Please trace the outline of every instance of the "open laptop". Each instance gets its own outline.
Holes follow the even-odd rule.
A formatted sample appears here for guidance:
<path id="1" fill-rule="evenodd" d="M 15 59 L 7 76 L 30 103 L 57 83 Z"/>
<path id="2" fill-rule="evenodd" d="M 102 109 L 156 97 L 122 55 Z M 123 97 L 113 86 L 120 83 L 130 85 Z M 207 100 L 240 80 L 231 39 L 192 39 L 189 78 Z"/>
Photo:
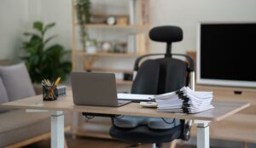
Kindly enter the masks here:
<path id="1" fill-rule="evenodd" d="M 75 105 L 121 106 L 130 100 L 119 100 L 113 73 L 72 72 L 71 85 Z"/>

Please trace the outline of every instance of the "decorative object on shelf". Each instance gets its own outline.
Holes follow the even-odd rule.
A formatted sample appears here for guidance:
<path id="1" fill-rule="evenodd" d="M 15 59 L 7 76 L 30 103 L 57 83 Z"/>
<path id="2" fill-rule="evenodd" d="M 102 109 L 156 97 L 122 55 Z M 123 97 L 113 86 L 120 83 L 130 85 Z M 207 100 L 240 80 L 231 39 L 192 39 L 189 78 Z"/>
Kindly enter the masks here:
<path id="1" fill-rule="evenodd" d="M 125 44 L 123 43 L 119 43 L 118 41 L 113 42 L 113 46 L 109 52 L 112 53 L 125 53 Z"/>
<path id="2" fill-rule="evenodd" d="M 118 26 L 127 26 L 128 25 L 128 16 L 127 15 L 118 16 L 116 24 Z"/>
<path id="3" fill-rule="evenodd" d="M 102 43 L 102 52 L 108 52 L 112 48 L 112 43 L 110 42 L 103 42 Z"/>
<path id="4" fill-rule="evenodd" d="M 90 23 L 90 24 L 105 24 L 107 20 L 106 15 L 91 14 Z"/>
<path id="5" fill-rule="evenodd" d="M 125 81 L 132 81 L 133 75 L 131 73 L 124 73 L 124 80 Z"/>
<path id="6" fill-rule="evenodd" d="M 97 42 L 96 39 L 88 39 L 86 41 L 86 52 L 88 54 L 96 54 L 97 48 Z"/>
<path id="7" fill-rule="evenodd" d="M 76 0 L 76 14 L 78 24 L 80 27 L 80 42 L 82 43 L 83 49 L 85 49 L 86 40 L 89 38 L 85 26 L 90 23 L 90 0 Z"/>
<path id="8" fill-rule="evenodd" d="M 109 16 L 107 19 L 107 24 L 109 26 L 113 26 L 116 24 L 116 18 L 115 16 Z"/>
<path id="9" fill-rule="evenodd" d="M 46 31 L 55 25 L 55 23 L 50 23 L 44 26 L 43 22 L 36 21 L 33 23 L 33 29 L 36 32 L 24 33 L 30 39 L 23 43 L 25 55 L 22 59 L 26 60 L 33 83 L 41 83 L 43 78 L 52 81 L 59 76 L 65 80 L 71 71 L 70 61 L 63 61 L 63 56 L 70 51 L 64 50 L 60 44 L 47 46 L 47 43 L 56 36 L 45 37 Z"/>

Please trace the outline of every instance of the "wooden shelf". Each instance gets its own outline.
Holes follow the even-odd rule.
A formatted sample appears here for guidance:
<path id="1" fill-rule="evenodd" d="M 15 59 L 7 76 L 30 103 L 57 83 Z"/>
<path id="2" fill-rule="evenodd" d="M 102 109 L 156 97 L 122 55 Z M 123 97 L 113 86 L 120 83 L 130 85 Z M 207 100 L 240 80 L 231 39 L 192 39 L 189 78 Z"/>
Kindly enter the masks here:
<path id="1" fill-rule="evenodd" d="M 127 53 L 96 53 L 88 54 L 84 51 L 76 50 L 73 54 L 77 55 L 90 55 L 90 56 L 116 56 L 116 57 L 138 57 L 140 54 L 127 54 Z"/>
<path id="2" fill-rule="evenodd" d="M 125 81 L 122 79 L 116 79 L 116 83 L 117 84 L 124 84 L 124 85 L 131 85 L 132 84 L 132 81 Z"/>
<path id="3" fill-rule="evenodd" d="M 79 26 L 79 24 L 76 24 L 77 26 Z M 107 24 L 87 24 L 85 25 L 88 28 L 127 28 L 127 29 L 132 29 L 132 28 L 145 28 L 147 26 L 139 26 L 139 25 L 113 25 L 109 26 Z"/>
<path id="4" fill-rule="evenodd" d="M 100 67 L 92 67 L 90 69 L 92 71 L 101 71 L 101 72 L 116 72 L 116 73 L 132 73 L 132 70 L 125 69 L 113 69 L 113 68 L 100 68 Z"/>

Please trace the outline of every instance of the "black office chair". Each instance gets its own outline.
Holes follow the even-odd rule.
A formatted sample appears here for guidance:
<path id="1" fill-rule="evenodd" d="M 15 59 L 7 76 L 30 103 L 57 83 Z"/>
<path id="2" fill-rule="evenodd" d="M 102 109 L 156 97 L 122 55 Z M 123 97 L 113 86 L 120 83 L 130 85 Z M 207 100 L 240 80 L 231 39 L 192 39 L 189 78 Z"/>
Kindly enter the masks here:
<path id="1" fill-rule="evenodd" d="M 183 39 L 182 29 L 171 26 L 158 26 L 151 29 L 149 37 L 151 40 L 166 43 L 166 53 L 146 54 L 137 59 L 134 65 L 137 76 L 132 83 L 131 93 L 160 94 L 188 86 L 189 81 L 190 87 L 194 89 L 193 59 L 185 54 L 172 54 L 172 43 Z M 165 55 L 165 57 L 147 60 L 140 65 L 140 62 L 146 57 L 156 55 Z M 173 55 L 185 57 L 187 61 L 174 59 Z M 154 147 L 160 147 L 162 143 L 171 142 L 176 139 L 183 140 L 189 139 L 191 121 L 179 121 L 180 123 L 177 126 L 168 129 L 152 129 L 147 125 L 138 125 L 134 128 L 123 128 L 115 126 L 113 121 L 113 125 L 109 134 L 114 139 L 131 144 L 151 143 L 154 144 Z"/>

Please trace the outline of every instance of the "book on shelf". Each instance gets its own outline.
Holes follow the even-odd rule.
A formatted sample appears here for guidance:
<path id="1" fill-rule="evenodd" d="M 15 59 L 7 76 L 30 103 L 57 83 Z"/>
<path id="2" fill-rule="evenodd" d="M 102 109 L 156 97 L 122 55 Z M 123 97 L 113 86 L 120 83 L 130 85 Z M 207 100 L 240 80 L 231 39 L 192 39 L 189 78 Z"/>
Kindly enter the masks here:
<path id="1" fill-rule="evenodd" d="M 144 54 L 146 53 L 146 39 L 143 33 L 138 33 L 136 36 L 136 48 L 137 54 Z"/>
<path id="2" fill-rule="evenodd" d="M 136 35 L 131 34 L 127 37 L 127 53 L 136 53 Z"/>
<path id="3" fill-rule="evenodd" d="M 129 0 L 129 22 L 130 25 L 136 25 L 137 22 L 137 0 Z"/>

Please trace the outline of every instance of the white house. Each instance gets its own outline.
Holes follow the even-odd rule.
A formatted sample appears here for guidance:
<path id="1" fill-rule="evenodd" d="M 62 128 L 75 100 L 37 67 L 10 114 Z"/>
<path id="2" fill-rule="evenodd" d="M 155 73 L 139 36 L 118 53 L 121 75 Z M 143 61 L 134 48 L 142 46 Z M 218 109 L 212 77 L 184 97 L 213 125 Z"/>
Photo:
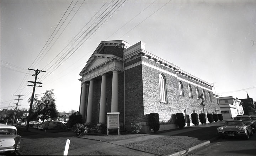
········
§ **Task brief**: Could you turn the lines from the one containing "Please trace the outline of every instance of the white" through the end of the items into a numbered list, with both ends included and blank lines skipped? Leave the pictures out.

§ **Output for this task**:
1. Please trace the outline of every instance of the white house. Each instance gets its own outline.
2. Holes follow the even-odd rule.
3. A formatted sample appears here for guidance:
4. <path id="1" fill-rule="evenodd" d="M 62 128 L 75 100 L 37 67 L 10 114 Z"/>
5. <path id="2" fill-rule="evenodd" d="M 155 73 L 139 36 L 118 53 L 121 75 Z M 143 61 L 134 48 L 142 46 Z M 218 109 L 212 77 L 184 97 L 213 125 Z"/>
6. Photo:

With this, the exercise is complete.